▶ [Given instruction]: Copy out the items below word for word, from the line containing "[detect] mesh chair back" through the end of the items.
▬▬▬
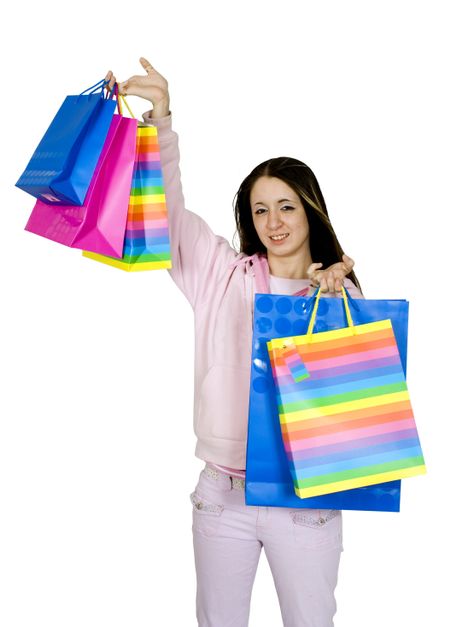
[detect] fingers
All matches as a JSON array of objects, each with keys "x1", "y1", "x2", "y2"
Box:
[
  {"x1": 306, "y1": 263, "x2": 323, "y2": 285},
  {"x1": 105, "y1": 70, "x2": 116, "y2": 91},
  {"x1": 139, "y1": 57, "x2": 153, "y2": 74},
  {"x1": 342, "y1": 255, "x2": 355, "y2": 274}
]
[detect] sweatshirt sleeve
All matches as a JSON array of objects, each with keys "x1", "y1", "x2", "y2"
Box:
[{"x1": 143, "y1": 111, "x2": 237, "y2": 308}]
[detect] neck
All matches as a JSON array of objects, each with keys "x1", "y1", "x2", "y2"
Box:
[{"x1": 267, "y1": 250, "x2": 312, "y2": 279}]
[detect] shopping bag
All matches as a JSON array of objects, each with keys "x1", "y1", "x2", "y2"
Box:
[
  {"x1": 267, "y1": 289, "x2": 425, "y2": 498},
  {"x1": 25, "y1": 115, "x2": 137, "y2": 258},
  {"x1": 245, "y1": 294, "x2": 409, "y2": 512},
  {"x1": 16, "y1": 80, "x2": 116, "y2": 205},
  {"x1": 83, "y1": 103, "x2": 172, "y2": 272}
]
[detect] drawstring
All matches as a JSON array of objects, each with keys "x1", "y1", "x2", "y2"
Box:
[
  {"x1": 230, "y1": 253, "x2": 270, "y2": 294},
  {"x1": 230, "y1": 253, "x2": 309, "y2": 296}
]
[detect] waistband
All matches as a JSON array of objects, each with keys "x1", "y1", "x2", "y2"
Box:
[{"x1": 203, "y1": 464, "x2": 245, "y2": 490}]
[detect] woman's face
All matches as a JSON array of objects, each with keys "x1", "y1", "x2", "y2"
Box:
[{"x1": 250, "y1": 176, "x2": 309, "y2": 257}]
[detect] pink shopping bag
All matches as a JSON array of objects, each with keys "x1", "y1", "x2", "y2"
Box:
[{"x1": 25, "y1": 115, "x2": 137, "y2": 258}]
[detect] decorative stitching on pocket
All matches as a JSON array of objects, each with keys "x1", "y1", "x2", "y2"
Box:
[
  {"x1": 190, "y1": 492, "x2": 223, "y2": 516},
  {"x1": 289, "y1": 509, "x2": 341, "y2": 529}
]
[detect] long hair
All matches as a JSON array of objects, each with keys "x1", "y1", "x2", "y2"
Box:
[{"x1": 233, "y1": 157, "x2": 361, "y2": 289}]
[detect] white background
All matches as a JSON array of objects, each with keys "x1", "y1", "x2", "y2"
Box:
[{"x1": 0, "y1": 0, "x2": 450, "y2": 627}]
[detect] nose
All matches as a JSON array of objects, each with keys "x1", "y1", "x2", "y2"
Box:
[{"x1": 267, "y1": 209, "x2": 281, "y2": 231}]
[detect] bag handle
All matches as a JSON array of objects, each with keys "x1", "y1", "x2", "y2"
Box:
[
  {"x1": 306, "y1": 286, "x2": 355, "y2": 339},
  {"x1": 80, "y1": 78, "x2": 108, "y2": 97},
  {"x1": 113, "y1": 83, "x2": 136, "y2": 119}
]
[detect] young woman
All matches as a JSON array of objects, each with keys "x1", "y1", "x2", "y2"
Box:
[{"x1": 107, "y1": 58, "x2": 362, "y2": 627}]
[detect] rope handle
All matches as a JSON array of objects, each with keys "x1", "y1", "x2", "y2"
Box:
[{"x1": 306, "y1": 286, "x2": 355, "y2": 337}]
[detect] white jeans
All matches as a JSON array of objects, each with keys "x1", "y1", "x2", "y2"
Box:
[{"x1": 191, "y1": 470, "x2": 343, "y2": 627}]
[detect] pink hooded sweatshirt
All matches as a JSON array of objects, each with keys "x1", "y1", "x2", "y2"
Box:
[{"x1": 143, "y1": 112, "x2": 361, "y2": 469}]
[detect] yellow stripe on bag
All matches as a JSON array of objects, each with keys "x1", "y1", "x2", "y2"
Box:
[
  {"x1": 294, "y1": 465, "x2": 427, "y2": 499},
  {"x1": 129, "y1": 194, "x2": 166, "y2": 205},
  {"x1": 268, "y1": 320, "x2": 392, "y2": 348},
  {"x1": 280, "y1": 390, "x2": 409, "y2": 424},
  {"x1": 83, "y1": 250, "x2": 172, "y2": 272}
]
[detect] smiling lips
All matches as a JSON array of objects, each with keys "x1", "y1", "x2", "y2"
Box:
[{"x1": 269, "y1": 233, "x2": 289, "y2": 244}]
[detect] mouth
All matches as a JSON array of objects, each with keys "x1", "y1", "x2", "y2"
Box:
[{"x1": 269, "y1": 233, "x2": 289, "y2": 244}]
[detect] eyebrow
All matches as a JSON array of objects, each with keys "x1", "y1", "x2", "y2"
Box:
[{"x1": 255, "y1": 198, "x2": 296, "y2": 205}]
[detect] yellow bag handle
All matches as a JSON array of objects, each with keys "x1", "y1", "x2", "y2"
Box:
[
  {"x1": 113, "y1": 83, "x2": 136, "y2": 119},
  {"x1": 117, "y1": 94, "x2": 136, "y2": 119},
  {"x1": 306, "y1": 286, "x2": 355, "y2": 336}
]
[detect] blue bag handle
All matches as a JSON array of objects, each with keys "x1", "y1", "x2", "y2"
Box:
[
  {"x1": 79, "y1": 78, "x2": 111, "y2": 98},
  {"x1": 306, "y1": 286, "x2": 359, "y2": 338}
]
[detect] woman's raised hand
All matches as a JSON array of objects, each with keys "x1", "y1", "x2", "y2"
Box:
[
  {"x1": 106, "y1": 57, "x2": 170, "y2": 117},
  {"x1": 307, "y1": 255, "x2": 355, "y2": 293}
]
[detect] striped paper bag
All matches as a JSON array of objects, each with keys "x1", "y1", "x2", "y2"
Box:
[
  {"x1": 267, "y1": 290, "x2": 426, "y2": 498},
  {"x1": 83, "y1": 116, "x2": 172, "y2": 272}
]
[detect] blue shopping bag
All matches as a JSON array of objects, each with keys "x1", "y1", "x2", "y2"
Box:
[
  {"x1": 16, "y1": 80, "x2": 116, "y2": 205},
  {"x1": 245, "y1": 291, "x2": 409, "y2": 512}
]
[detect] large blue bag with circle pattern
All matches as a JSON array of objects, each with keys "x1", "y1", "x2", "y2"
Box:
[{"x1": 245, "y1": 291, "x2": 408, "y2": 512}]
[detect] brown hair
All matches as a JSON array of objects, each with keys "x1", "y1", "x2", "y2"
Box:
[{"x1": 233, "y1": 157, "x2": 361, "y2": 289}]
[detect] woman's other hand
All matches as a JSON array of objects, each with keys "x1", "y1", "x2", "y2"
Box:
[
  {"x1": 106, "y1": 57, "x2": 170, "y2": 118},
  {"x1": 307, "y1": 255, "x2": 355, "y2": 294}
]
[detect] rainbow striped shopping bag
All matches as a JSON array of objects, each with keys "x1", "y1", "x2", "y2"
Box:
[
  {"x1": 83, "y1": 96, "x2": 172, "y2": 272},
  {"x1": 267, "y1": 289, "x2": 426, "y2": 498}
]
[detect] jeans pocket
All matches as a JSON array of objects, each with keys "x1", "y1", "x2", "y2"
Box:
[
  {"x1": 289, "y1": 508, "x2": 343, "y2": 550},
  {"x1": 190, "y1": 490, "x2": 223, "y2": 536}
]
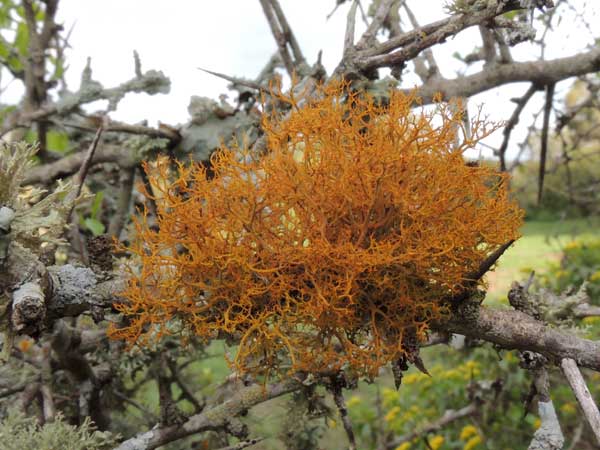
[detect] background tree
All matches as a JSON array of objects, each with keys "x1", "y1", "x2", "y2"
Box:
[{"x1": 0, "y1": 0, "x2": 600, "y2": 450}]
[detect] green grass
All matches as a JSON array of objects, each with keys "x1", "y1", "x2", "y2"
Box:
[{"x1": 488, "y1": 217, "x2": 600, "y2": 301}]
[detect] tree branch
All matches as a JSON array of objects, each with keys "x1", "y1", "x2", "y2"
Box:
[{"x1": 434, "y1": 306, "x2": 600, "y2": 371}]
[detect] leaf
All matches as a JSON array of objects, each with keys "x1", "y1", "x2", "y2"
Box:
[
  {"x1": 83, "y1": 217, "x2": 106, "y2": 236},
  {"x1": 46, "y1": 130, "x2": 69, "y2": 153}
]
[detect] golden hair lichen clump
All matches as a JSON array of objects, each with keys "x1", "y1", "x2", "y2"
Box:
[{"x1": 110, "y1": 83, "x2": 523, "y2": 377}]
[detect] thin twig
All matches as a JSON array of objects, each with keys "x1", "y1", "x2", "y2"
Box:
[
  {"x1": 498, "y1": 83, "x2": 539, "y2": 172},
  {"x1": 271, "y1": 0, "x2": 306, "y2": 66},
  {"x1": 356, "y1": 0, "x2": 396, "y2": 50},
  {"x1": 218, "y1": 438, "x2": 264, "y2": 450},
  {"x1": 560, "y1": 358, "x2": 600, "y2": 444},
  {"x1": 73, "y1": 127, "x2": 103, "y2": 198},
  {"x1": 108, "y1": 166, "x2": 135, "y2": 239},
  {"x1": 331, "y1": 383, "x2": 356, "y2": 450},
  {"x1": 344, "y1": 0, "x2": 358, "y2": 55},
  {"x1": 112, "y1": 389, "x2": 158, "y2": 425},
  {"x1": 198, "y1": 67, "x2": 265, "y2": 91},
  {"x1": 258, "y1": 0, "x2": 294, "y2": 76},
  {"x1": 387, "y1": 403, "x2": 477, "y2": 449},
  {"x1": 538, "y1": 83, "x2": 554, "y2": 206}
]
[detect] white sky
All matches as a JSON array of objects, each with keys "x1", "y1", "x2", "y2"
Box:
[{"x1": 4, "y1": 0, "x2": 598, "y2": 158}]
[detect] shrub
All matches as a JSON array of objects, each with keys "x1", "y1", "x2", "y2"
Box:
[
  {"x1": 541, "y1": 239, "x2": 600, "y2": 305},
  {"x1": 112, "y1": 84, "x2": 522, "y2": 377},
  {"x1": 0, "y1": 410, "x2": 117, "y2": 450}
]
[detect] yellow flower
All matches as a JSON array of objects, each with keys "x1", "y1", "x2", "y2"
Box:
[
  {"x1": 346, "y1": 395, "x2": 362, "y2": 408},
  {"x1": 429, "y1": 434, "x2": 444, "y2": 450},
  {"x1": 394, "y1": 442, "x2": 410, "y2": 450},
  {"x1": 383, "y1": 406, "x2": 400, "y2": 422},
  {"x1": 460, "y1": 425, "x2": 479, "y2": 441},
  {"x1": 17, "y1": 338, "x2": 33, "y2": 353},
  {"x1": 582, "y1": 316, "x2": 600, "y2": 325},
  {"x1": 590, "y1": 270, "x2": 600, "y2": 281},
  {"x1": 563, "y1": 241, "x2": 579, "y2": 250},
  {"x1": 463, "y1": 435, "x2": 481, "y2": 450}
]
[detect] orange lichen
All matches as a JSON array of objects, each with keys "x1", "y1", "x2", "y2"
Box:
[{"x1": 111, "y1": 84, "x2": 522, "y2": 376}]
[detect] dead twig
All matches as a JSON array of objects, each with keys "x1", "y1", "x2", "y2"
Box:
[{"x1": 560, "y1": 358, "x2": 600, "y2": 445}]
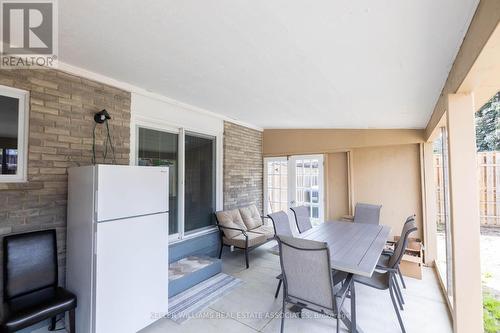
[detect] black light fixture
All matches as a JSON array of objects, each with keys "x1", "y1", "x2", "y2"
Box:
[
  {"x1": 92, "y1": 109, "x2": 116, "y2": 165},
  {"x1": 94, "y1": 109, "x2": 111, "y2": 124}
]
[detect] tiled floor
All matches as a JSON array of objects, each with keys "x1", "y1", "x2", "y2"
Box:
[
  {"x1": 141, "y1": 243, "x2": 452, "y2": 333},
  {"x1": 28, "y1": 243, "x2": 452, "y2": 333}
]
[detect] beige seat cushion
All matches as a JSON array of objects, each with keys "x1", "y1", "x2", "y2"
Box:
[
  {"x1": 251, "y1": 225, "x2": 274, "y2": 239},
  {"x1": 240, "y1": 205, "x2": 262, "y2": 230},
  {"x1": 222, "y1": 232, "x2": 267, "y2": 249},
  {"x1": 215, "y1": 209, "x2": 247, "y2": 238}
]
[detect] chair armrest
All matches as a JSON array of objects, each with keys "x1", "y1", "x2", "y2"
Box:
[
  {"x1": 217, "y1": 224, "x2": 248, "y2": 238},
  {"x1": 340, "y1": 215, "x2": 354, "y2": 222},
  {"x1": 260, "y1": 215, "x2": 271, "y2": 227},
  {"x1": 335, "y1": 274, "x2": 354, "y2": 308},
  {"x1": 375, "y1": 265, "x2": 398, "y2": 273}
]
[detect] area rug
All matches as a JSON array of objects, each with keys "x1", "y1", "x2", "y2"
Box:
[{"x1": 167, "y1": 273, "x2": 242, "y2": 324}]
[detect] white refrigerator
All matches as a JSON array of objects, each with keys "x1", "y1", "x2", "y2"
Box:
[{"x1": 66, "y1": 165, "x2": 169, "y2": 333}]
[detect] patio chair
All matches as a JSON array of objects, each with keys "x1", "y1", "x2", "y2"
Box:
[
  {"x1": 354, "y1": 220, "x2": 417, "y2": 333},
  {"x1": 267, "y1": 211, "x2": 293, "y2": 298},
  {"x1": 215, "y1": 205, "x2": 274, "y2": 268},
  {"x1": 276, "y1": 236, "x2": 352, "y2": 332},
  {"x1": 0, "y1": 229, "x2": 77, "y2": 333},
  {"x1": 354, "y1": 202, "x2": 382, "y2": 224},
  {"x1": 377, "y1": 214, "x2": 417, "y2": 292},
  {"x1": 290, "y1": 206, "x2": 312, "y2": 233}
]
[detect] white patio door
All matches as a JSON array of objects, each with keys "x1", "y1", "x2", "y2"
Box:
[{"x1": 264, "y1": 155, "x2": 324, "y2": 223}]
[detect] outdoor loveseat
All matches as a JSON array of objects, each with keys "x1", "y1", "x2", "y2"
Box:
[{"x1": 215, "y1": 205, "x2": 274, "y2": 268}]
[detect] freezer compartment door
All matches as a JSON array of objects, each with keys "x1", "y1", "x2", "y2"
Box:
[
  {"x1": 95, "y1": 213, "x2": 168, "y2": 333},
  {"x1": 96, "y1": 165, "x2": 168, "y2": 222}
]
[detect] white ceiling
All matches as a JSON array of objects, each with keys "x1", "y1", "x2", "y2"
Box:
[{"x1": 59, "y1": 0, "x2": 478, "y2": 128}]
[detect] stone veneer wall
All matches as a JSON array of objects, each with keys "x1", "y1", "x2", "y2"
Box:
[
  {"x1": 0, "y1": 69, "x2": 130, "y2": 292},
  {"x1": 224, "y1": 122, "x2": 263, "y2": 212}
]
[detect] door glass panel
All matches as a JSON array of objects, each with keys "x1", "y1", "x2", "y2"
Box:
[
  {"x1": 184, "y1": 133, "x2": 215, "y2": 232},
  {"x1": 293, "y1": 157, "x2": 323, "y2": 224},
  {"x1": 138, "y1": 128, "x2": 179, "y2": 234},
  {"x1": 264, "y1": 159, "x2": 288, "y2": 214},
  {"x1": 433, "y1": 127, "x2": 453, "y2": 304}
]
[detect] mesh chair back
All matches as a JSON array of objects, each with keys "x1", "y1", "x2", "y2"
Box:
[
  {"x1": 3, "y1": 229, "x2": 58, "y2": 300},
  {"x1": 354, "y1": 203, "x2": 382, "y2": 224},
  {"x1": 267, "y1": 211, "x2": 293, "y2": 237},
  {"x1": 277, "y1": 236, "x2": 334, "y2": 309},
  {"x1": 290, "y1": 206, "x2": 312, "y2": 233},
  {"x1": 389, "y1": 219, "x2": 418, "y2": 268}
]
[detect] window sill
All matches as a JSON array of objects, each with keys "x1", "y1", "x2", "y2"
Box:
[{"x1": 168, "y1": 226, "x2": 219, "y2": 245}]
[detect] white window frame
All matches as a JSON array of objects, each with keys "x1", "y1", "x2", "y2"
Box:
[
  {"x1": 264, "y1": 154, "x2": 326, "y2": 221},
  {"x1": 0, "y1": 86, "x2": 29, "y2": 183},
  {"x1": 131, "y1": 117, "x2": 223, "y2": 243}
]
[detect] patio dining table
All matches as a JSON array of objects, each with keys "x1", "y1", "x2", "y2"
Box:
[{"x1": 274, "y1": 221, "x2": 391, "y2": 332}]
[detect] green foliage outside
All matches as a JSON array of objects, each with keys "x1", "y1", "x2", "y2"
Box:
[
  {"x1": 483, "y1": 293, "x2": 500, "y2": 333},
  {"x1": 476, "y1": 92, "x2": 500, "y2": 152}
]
▬▬▬
▶ [Final answer]:
[detect] mesh chair back
All matches as a JSON array of objects, each with keys "x1", "y1", "x2", "y2"
Box:
[
  {"x1": 3, "y1": 229, "x2": 58, "y2": 300},
  {"x1": 354, "y1": 203, "x2": 382, "y2": 224},
  {"x1": 267, "y1": 211, "x2": 293, "y2": 237},
  {"x1": 277, "y1": 236, "x2": 334, "y2": 309},
  {"x1": 290, "y1": 206, "x2": 312, "y2": 233},
  {"x1": 389, "y1": 219, "x2": 418, "y2": 268}
]
[detect] window sill
All matches as a JSON array of objects, each with keys "x1", "y1", "x2", "y2"
Box:
[{"x1": 168, "y1": 226, "x2": 219, "y2": 245}]
[detect] white window frame
All matches as a JSON array of objects, each with keys "x1", "y1", "x2", "y2"
Box:
[
  {"x1": 264, "y1": 154, "x2": 326, "y2": 221},
  {"x1": 0, "y1": 86, "x2": 29, "y2": 183},
  {"x1": 131, "y1": 117, "x2": 223, "y2": 243}
]
[detect] patio dining table
All matches as a JSON array of objects, each with keys "x1", "y1", "x2", "y2"
Box:
[{"x1": 274, "y1": 221, "x2": 391, "y2": 332}]
[detect] green foliage outside
All matches as a JSON array of objects, each with keys "x1", "y1", "x2", "y2"
Box:
[
  {"x1": 483, "y1": 293, "x2": 500, "y2": 333},
  {"x1": 476, "y1": 92, "x2": 500, "y2": 152}
]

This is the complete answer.